◆ **DATA EXCERPTS**
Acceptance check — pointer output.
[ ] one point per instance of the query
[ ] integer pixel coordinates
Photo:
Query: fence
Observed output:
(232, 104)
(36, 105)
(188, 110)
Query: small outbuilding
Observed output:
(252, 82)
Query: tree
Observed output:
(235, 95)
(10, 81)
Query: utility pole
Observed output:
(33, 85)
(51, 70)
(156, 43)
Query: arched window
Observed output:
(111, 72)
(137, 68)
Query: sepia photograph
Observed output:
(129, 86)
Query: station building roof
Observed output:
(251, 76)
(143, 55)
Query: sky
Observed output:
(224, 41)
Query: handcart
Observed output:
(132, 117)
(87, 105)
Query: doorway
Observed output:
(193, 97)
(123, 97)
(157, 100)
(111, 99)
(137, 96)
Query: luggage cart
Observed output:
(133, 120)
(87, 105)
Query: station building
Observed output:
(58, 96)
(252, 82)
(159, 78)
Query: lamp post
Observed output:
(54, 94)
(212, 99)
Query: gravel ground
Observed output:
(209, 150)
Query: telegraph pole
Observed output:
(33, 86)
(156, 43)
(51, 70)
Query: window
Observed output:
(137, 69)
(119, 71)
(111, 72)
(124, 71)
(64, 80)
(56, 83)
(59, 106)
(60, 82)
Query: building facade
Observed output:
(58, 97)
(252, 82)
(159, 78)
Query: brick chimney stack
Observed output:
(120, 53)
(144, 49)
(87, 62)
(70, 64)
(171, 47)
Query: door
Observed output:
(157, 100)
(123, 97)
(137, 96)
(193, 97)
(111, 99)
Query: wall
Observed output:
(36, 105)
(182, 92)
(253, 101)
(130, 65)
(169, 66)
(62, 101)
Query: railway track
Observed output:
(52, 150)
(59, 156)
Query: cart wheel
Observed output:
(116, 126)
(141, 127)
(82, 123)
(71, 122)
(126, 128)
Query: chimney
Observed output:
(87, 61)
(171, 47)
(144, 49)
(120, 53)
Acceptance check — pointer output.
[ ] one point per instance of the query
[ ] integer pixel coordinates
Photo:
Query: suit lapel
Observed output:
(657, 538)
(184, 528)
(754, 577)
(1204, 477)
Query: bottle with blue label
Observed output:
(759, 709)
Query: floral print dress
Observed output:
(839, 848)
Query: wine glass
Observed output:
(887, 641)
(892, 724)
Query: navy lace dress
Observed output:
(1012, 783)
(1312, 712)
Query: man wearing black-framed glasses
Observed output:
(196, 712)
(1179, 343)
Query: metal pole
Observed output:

◆ **DIRECTIONS FOR THIS TASK**
The answer should be a single number: the count of lines in the records that hold the string "chimney".

◆ **EXERCISE OUTPUT**
2